Exercise directions = Continue the passage about meteorite impacts and glass-eating microbes, picking up right after its last sentence.

Meteorites tend to be associated with the destruction they can unleash on a planet. But research by graduate student Haley Sapers at the University of Western Ontario is revealing more about their surprising role in helping various organisms blossom, possibly even in the earliest days of life on Earth.
Her work, being completed with the help of a 2010 NSERC André Hamer Postgraduate Prize, builds on the theory that microbes can literally eat glass to survive. This in turn has implications for the theory that early life arose from submarine hydrothermal systems—areas of warm water where microbial life could thrive. Recent research suggests that meteorite impacts may have produced energy that fueled hydrothermal systems, providing oases for biological organisms.
Sapers’ research will explore these theories more deeply. She will study samples from the Ries impact crater in Germany, a 15-million year old formation that contains glass altered by a hydrothermal system that formed as a result of the impact. The glass features a “tubular alteration texture.” In other submarine natural glass, this texture is a telltale sign of biological activity.

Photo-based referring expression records
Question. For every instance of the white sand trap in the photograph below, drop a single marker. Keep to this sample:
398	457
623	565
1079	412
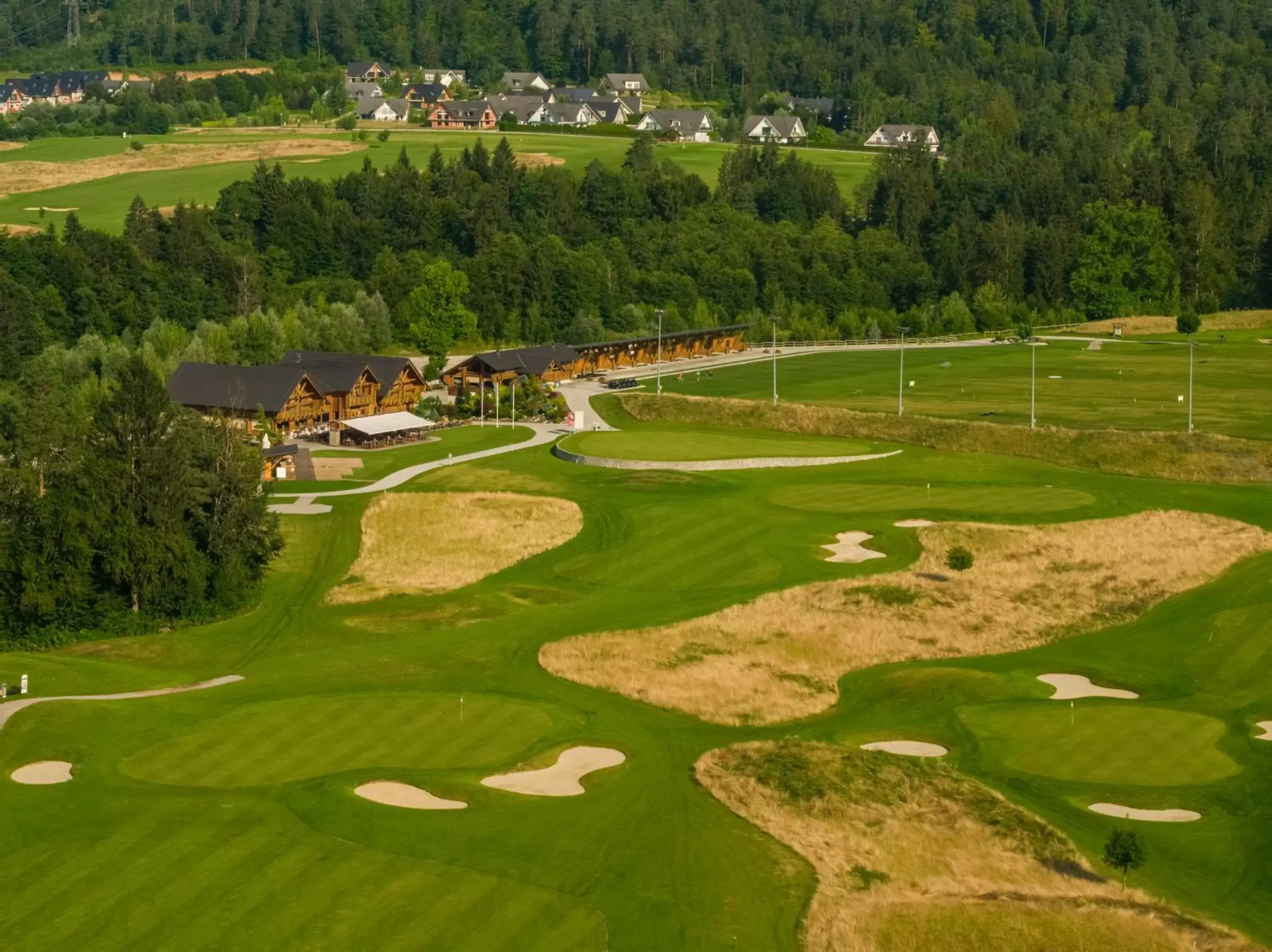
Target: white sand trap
1069	687
42	773
561	779
404	795
11	708
909	749
1153	816
849	548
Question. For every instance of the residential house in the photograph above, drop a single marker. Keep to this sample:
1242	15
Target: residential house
524	82
420	95
815	106
625	83
443	77
528	110
12	98
368	72
685	125
774	129
570	115
905	136
472	115
363	89
438	116
378	110
614	111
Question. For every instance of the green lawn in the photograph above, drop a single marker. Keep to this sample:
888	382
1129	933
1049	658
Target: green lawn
1103	741
723	444
1126	384
103	203
226	819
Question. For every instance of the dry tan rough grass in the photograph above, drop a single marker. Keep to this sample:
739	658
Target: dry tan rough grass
1146	325
537	161
779	657
946	846
1197	457
433	542
37	176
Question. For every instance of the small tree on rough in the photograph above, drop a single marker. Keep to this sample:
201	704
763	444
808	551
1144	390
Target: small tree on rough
1124	851
960	558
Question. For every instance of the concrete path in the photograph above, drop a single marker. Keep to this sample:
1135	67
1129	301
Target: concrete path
12	707
304	504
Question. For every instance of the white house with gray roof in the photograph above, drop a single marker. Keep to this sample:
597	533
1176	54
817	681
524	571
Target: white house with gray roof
686	125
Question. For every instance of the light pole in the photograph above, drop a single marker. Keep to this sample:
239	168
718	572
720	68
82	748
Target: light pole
901	382
1033	382
659	313
775	360
1190	382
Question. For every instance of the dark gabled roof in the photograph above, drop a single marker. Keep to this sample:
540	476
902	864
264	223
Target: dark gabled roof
383	369
229	387
528	360
672	336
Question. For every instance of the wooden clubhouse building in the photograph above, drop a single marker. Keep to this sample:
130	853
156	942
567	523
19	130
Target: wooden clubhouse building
306	392
558	362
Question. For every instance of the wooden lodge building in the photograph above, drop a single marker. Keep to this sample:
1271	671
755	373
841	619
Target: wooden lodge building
554	363
307	391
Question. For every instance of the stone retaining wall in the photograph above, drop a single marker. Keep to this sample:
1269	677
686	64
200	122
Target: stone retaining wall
699	466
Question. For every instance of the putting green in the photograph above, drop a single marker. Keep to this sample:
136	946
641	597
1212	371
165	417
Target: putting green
290	740
699	445
864	497
1116	741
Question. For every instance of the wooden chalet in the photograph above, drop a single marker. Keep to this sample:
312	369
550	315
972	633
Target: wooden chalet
289	396
554	362
307	391
558	362
401	384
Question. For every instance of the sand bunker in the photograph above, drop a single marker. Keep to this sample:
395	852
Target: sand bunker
781	655
849	548
561	779
485	533
909	749
44	773
1153	816
1070	687
404	795
23	176
12	707
537	161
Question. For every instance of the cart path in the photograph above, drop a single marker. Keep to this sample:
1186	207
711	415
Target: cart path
12	707
306	505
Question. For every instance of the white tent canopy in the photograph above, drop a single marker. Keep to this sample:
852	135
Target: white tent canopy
387	424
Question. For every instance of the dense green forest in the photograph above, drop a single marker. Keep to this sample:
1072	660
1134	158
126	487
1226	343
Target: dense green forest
117	510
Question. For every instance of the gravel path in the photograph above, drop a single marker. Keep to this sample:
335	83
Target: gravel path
12	707
544	434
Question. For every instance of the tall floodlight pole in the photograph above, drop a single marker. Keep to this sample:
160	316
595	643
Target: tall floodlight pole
775	360
659	313
1190	382
1033	384
901	382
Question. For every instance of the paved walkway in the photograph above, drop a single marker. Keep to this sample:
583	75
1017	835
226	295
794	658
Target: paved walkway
12	707
304	504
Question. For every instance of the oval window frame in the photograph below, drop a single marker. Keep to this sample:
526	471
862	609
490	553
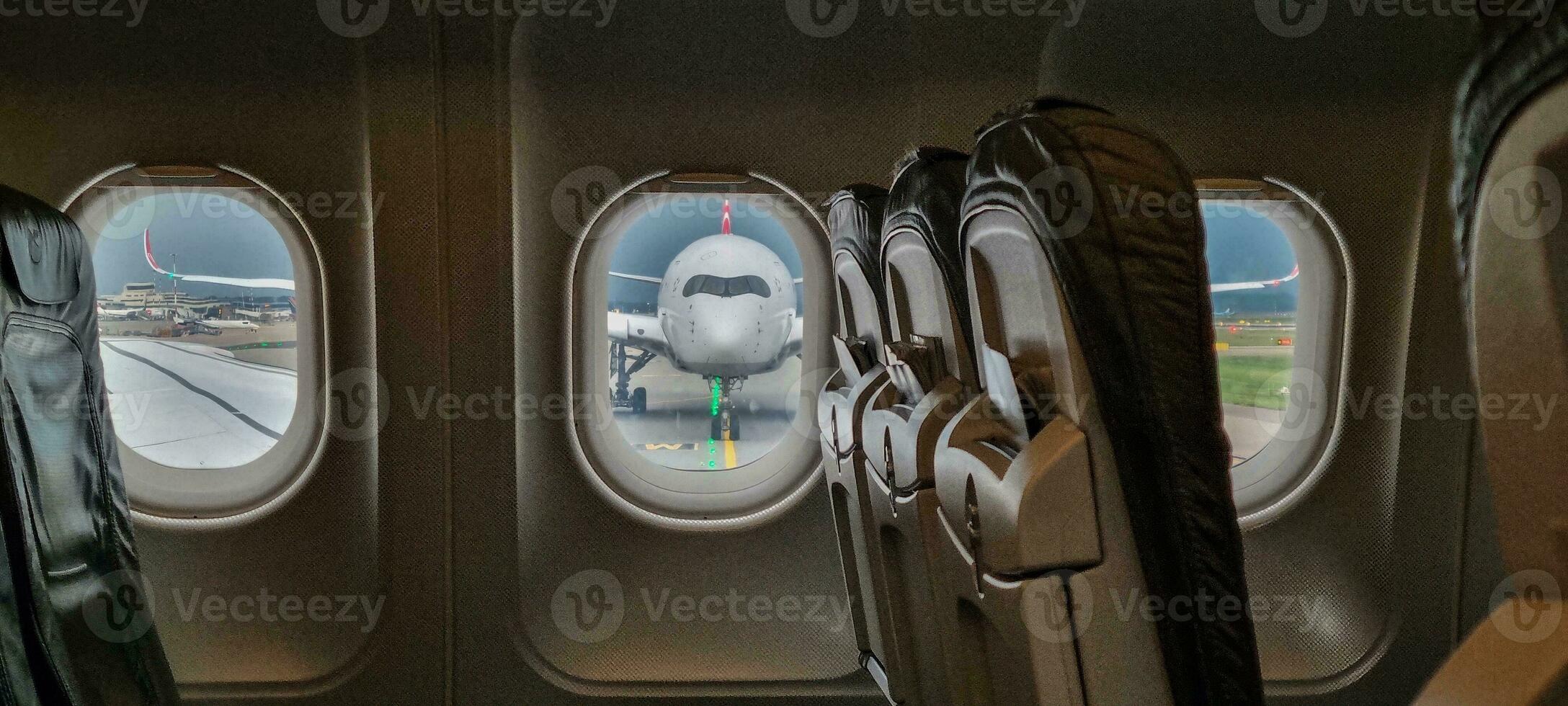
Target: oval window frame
176	493
648	491
1281	473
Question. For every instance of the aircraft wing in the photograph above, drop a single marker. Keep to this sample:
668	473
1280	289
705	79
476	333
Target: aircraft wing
1296	272
254	283
190	405
637	278
638	331
797	334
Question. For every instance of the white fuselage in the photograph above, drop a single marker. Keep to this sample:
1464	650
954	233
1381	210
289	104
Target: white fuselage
726	306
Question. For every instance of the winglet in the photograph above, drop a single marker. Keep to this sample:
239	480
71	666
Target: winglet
146	243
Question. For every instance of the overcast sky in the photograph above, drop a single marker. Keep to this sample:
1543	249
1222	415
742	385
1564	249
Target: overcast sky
209	233
1247	246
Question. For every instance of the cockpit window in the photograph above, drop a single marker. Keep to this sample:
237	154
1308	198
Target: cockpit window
718	286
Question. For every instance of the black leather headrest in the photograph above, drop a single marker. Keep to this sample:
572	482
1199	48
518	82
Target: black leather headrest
927	190
1520	57
855	217
43	249
1136	286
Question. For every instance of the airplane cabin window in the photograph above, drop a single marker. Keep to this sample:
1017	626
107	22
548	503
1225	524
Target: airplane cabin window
1255	287
206	338
1280	289
705	380
701	350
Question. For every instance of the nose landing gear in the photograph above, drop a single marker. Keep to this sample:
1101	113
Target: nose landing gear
623	366
725	422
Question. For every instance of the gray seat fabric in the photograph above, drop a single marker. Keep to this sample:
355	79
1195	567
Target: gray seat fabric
1510	146
932	372
77	628
855	217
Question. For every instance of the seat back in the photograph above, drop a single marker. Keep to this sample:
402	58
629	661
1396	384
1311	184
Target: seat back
930	374
855	217
1512	157
1093	471
85	615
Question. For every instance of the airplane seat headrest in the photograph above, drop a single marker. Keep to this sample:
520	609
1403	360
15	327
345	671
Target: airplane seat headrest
1510	145
65	512
855	217
927	190
1517	62
1136	289
45	249
1510	153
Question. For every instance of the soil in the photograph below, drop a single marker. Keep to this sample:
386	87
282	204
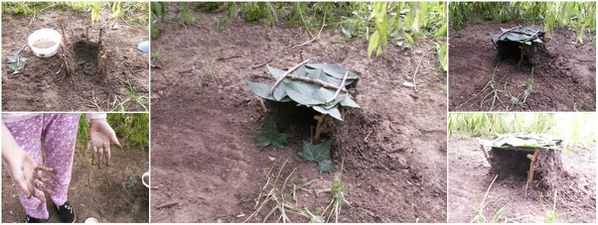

Output for this task =
Sapers will study the chemical, morphological and mineralogical characteristics of the tubular alteration from the Ries Crater glass. This will help to determine if the textures have a biological origin—evidence never before found in an impact crater.
Her work has the potential to greatly increase our understanding of the beneficial effects of meteorite impacts. Not only will this have implications for understanding the early forms of life on Earth, it could also provide insights that help determine the possibility of life on other planets such as Mars.